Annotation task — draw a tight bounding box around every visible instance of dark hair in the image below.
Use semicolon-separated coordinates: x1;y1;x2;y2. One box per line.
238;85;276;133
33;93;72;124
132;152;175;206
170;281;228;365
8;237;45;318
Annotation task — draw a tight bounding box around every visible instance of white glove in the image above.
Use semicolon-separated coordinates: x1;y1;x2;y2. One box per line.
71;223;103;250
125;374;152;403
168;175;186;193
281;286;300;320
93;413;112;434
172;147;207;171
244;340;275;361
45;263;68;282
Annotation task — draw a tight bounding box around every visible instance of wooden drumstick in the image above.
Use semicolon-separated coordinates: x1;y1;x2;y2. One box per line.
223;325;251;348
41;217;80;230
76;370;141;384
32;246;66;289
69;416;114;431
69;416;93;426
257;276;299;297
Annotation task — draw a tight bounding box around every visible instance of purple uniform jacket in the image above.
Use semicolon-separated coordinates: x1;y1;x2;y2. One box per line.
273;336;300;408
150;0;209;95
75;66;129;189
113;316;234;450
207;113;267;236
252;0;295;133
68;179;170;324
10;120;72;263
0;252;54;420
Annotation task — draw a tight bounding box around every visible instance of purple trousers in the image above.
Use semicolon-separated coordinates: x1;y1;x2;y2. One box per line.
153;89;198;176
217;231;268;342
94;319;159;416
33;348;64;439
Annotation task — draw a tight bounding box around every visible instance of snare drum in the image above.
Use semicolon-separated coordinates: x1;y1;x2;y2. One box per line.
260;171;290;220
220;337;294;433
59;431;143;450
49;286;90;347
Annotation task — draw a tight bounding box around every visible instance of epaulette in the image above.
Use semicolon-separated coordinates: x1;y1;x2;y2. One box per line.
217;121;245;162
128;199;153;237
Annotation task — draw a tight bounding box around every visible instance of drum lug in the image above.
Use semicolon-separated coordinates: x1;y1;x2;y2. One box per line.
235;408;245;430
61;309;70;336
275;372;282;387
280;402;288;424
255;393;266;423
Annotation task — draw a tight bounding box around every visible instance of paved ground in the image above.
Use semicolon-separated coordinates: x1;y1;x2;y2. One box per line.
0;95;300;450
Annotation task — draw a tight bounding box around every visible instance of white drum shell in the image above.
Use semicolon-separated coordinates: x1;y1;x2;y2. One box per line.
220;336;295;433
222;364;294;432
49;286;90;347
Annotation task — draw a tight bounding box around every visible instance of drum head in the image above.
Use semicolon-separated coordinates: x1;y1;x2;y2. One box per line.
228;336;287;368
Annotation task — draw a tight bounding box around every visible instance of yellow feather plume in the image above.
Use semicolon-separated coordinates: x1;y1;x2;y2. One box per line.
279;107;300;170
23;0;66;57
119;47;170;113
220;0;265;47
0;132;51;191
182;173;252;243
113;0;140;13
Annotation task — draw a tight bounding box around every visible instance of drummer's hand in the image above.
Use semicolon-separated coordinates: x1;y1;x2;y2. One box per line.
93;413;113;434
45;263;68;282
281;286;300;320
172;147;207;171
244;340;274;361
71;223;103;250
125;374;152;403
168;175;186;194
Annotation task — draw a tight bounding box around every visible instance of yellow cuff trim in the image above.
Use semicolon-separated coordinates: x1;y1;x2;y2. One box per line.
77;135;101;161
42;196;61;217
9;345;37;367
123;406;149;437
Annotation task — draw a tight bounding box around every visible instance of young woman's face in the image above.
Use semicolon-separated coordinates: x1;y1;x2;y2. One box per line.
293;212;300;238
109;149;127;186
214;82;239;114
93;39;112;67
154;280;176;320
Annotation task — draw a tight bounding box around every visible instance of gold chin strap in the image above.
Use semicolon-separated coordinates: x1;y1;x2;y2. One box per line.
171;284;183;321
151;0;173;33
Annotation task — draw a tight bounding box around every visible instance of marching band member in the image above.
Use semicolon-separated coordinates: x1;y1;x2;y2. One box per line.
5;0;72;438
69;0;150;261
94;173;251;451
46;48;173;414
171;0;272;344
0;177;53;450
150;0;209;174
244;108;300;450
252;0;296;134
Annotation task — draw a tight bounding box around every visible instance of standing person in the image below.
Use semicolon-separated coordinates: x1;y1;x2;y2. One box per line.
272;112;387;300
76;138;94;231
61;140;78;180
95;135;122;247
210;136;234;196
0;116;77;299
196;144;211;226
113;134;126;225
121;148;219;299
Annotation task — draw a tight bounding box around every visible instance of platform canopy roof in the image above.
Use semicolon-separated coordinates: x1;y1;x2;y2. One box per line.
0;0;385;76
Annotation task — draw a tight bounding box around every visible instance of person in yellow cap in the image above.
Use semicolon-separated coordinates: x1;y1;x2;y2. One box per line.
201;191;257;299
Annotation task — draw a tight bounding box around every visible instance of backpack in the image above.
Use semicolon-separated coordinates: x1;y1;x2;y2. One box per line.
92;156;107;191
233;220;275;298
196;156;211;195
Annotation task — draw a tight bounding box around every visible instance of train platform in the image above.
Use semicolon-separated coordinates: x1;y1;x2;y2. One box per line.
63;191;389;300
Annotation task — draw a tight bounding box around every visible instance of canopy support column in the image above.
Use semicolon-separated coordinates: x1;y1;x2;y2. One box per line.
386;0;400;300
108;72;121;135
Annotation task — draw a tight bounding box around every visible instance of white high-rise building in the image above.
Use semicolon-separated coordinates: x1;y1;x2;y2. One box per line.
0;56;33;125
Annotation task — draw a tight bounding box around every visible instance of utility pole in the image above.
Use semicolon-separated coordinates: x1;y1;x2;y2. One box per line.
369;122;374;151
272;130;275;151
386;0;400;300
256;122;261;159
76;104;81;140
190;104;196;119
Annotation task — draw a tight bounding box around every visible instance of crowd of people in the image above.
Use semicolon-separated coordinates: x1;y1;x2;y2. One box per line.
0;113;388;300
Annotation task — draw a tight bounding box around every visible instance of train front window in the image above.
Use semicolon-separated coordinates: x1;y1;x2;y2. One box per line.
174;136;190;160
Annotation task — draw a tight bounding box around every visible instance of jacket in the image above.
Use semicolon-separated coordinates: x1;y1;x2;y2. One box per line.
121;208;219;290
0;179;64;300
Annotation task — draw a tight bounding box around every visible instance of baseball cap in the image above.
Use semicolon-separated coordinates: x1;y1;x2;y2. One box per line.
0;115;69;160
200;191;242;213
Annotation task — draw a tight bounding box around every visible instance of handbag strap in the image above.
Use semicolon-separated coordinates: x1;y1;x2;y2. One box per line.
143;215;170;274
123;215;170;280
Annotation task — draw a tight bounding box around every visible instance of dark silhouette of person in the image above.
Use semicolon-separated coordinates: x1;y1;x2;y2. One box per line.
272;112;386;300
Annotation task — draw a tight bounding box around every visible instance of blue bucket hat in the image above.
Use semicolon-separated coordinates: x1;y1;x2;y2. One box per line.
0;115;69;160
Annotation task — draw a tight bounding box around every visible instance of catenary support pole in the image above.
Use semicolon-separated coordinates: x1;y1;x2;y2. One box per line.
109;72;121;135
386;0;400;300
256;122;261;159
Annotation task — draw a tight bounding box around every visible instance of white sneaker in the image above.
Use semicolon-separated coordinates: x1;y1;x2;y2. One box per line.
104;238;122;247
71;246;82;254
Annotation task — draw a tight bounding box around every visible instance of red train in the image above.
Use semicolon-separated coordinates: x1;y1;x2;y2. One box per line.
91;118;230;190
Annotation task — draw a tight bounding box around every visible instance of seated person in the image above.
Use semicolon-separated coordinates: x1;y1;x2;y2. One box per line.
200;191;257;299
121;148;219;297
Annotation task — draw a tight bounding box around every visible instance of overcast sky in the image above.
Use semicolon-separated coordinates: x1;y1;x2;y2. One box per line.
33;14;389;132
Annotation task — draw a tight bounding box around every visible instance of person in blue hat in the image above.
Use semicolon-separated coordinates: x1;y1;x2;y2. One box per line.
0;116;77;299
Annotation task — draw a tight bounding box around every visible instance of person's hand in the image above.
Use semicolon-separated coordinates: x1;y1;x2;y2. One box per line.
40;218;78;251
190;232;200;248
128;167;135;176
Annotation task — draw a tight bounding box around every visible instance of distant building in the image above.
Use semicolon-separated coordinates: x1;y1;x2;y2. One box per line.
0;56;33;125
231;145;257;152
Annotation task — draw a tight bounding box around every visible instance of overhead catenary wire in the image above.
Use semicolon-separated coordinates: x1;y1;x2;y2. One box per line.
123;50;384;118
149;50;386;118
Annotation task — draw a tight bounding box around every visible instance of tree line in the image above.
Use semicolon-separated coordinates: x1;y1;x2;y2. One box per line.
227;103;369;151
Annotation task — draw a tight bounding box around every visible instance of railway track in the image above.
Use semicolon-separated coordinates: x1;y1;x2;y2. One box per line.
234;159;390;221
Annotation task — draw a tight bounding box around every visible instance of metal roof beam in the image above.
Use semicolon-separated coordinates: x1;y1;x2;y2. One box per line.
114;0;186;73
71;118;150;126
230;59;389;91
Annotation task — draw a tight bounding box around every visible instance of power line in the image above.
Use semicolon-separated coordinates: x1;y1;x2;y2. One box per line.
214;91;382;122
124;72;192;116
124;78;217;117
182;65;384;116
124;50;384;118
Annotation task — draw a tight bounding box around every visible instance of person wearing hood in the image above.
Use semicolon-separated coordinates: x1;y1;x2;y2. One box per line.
::::::::::
Exercise prompt:
Swap "Annotation task" for "Labeling task" in the rows from the line with "utility pole in the image above." through the line with "91;118;230;190", and write those lines out again with nothing else changed.

Answer:
Labeling task — draw a tight bounding box around every visible instance of utility pole in the image above.
Use semicolon-separated coordinates: x1;y1;x2;y2. One box per line.
369;122;374;151
272;130;275;151
386;0;400;300
256;122;261;159
76;104;81;140
190;104;196;119
Labeling task — draw a tight bounding box around every visible instance of crowd of people in the image above.
Use semicolon-separated coordinates: x1;y1;x2;y2. One box per line.
0;113;388;300
Labeling task — draw a tight bounding box around every visible instance of train front window in the image above.
Use semicolon-separated coordinates: x1;y1;x2;y2. One box per line.
174;136;190;160
Labeling task — draw a tight bounding box around every visible instance of jacket in the image above.
Use semicolon-separated coordinates: x1;y1;x2;y2. One box per line.
121;208;219;290
0;179;64;300
Labeling task — draw a tight bounding box around every visible instance of baseball cap in the image above.
Use semicolon-separated coordinates: x1;y1;x2;y2. One box per line.
0;115;69;160
200;191;242;213
Labeling task — draw a tight bounding box around every visible instance of handbag strap in the image above.
Use semicolon-separated coordinates: x1;y1;x2;y2. One box per line.
143;215;170;274
123;215;170;280
Labeling task — draw a tight bounding box around every visible instance of dark silhouette of person in the image above.
Use semicolon-separated coordinates: x1;y1;x2;y2. One box per line.
272;112;386;300
Labeling task — draw a tight bounding box around every visible instance of blue bucket hat in the image above.
Use semicolon-separated coordinates: x1;y1;x2;y2. One box per line.
0;115;69;160
Labeling task — draw a tight bounding box around every visible instance of catenary support pole in the image above.
Use semicolon-separated coordinates: x1;y1;x2;y2. One box per line.
109;72;121;135
386;0;400;300
256;122;261;159
Labeling task — draw a tight bounding box around every visible instance of white sneaker in the image above.
Use semicolon-separated coordinates: x1;y1;x2;y2. One box per line.
104;238;122;247
71;246;82;254
Labeling task — draw a tight bounding box around every visible instance of red train in the image above.
Use semicolon-separated coordinates: x1;y1;x2;y2. One box per line.
91;118;230;190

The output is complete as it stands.